SET PROBLEM 1:
Answer these questions using the sermon excerpt on loving your neighbor:
(a) What animal is described falling into a ditch in the Old Testament illustration?
(b) What does the speaker say it is great to have somebody do when the speaker is down?
(c) What food was the speaker craving while sick this week?

TEXT PROVIDED:
Now, in the Old Testament God says, “Can you just think that way as you consider what it means to love your neighbor? How do you respond to a need when you have it? Now, if your neighbor has a need, respond the way you respond to yourself. When your neighbor is slandered, see, how would you respond if you were slandered? You’d want to fix that and correct the wrong or the rumor—do that for your neighbor.” And one of the illustrations in the playing out of “love your neighbor as yourself” is: if your neighbor’s oxen has gotten out and it falls into a ditch, the Bible says take that oxen, get it out, and return it to your neighbor. See, because myself—if my oxen (don’t have one, but you know what I’m saying) is in a ditch—I would want to get it out and bring it back home. It’s mine. Of course I don’t want it lost. I don’t want it wandering. I don’t want to lose the livestock in my herds. Well, of course I’m going to do that for myself. But the Bible says, think about your neighbor, and do to your neighbor the things that you do for yourself and want done for yourself. And that’s the principle here.

But he wants us to even think further—to get outside of “What would I want?” Even some of the things I don’t do or I feel incapable of doing—make that the template. “So do to others.” I’ve got to think about what I prefer—my preference for kindness. It’s great when I’m down to have somebody encourage me. It’s great when I have a need to have someone help me meet it. It’s great when there’s a problem or, you know, there’s some injustice, to have people help me make that right. I want to do that for others when they face those very same things. That has to be a pattern of thinking.

A couple things. Number one, I don’t want you to dwell on that. This is part of the strategy God gives us to define love in our relationships all week long. If you spend time thinking about what I’d like people to do—like when I was sick this week and craving chicken noodle soup—I can sit there and spend the rest of the afternoon bemoaning the fact that no one brought me any. I can do that. I know people that all they do is think about how they want people to love them, and then they’re all bummed out because no one loves them that way. You meet people like that; they’re a real joy to hang out with, aren’t they? You don’t want to be one of those people. You don’t want to make this your consuming concern: “Boy, people should talk to me more. People should really try to encourage me more.” Don’t get into that. But we’ve got to start there. You get there to define it so that I can know that the whole point of thinking that through is to figure out how I’m supposed to treat other people this week. So don’t get stuck there.

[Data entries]
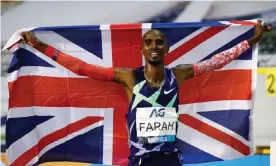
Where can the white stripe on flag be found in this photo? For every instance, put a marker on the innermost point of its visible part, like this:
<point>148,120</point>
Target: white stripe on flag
<point>210,45</point>
<point>40,71</point>
<point>20,112</point>
<point>55,72</point>
<point>60,120</point>
<point>189,37</point>
<point>206,144</point>
<point>68,47</point>
<point>108,136</point>
<point>106,46</point>
<point>221,128</point>
<point>145,27</point>
<point>60,141</point>
<point>215,106</point>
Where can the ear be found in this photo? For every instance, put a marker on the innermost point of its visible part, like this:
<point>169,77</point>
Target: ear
<point>168,49</point>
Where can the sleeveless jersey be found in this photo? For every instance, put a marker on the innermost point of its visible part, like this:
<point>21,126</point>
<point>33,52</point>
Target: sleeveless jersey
<point>146,96</point>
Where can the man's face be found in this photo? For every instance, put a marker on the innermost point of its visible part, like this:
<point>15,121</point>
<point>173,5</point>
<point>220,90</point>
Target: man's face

SET PROBLEM 2: Reproduce the data entries verbatim, starting at the line that contains "Where can the sleeveless" and ending at the last line of the data entries.

FINAL RESULT 1:
(a) An oxen (the neighbor's oxen).
(b) Encourage the speaker.
(c) Chicken noodle soup.

FINAL RESULT 2:
Where can the sleeveless jersey be found in this photo? For every instance, put a marker on the innermost point of its visible part, like this:
<point>21,126</point>
<point>33,52</point>
Target: sleeveless jersey
<point>146,96</point>
Where can the man's face be found in this photo? For every instance, put a marker on the innermost point of its visible part, like this:
<point>15,121</point>
<point>173,5</point>
<point>220,90</point>
Target: man's face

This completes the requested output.